* _Given text_:
↓↓↓

As upper elementary students delve into more complex texts, they need help developing reading comprehension skills.
When students enter my upper elementary classroom, most of them are fairly confident readers. However, many of them haven’t moved beyond basic reading comprehension. Up until third grade, many students and teachers focus on the basics of reading such as phonics, fluency, and decoding. So, in the upper elementary grades, it’s time to achieve a deeper level of reading comprehension.
In my classroom, I focus on three levels of reading comprehension to help students achieve a deeper understanding of what they read. Let’s take a look at how I approach reading comprehension with my students.
What is Reading Comprehension?
Reading comprehension is the ability to read a text and understand what it means. It sounds simple, but it’s actually a complex process!
Many students who struggle with decoding words get stuck with reading comprehension. Why? They work so hard to decode or decipher a word that they lose the meaning of the sentence they’re reading.
Beyond that, reading comprehension also involves critical thinking skills and the ability to make connections and use background information. Plus, studies have also shown that when students have larger vocabularies, they perform better with reading comprehension. So, students who are learning English as a second language or who don’t have a large vocabulary may also need extra support with reading comprehension.
3 Levels of Reading Comprehension
When I think of reading comprehension, I find it helpful to divide it into three levels. You can work through the 3 levels of reading comprehension in order with your students. This is also helpful for differentiating learning in your classroom. You can work on the lower levels of reading comprehension with students who need more support and work your way toward the third level as they gain skills.
The three levels of reading comprehension are literal, inferential, and evaluative.
Literal Reading Comprehension
At the literal level of reading comprehension, students answer direct questions about the text. For example, after reading a text about cheetahs, some questions to test literal reading comprehension are:
- How fast can cheetahs run?
- What are some examples of prey that cheetahs eat?
The answers to these questions would be found directly in the text.
Inferential Reading Comprehension
The next level of reading comprehension requires inference. In other words, students have to think about what they’re reading to understand things that may be indirectly stated. Or, they might need background knowledge to understand the text.

↑↑↑

Return the part of the reading comprehension article that begins at "Many students who" and stops after "sentence they’re reading.", copied word for word.

* _Record excerpts_:
↓↓↓

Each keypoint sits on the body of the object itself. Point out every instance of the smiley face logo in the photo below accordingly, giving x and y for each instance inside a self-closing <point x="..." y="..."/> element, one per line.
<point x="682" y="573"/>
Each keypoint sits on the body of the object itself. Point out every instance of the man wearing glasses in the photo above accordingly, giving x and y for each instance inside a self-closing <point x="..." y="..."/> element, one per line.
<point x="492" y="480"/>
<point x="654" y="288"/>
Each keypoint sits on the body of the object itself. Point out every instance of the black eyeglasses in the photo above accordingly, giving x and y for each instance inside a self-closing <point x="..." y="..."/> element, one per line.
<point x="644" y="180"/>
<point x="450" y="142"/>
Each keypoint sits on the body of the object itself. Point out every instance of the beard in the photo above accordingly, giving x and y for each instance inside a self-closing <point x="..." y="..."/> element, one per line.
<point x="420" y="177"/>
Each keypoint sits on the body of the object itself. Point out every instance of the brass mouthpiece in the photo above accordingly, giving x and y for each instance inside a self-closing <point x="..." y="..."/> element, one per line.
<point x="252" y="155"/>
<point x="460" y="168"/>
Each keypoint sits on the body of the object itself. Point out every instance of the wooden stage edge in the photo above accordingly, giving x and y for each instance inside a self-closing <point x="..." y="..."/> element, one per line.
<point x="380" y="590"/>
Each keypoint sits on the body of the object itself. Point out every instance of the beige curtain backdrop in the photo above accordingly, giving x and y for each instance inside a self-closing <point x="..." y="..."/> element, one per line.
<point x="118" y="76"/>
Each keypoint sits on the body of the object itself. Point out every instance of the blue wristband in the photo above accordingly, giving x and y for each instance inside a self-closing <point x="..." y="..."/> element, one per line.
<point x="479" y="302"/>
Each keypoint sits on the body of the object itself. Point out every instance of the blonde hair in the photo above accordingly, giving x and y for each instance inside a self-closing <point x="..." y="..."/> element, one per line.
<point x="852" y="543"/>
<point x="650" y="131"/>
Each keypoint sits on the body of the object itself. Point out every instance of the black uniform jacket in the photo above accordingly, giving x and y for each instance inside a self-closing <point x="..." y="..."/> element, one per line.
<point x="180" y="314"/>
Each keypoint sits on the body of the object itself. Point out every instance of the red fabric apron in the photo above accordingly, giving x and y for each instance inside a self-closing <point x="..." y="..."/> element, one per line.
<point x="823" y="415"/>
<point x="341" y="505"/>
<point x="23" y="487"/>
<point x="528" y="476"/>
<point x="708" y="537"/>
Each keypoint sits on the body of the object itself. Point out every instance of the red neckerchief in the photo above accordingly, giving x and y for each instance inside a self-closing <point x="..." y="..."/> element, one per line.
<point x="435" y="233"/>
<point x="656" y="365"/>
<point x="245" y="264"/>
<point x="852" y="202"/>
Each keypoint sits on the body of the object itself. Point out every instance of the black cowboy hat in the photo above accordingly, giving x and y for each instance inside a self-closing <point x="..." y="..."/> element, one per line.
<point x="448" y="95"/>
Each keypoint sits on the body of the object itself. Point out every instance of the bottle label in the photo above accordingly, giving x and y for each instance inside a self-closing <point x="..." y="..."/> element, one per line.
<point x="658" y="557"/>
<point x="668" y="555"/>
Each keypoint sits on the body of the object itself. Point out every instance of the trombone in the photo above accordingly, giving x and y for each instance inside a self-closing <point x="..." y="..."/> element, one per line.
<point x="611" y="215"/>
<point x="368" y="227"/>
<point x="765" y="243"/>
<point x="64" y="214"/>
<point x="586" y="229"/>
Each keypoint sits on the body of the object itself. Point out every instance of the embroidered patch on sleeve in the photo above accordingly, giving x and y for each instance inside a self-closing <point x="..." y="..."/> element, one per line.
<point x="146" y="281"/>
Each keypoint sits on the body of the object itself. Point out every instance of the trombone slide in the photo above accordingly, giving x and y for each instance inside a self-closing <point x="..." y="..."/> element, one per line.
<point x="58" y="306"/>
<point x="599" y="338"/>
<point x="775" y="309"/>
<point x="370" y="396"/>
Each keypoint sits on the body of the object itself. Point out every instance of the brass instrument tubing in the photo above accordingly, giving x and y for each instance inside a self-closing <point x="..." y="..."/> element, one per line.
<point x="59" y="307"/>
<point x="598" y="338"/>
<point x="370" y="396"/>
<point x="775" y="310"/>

↑↑↑

* _Finished exercise_:
Many students who struggle with decoding words get stuck with reading comprehension. Why? They work so hard to decode or decipher a word that they lose the meaning of the sentence they’re reading.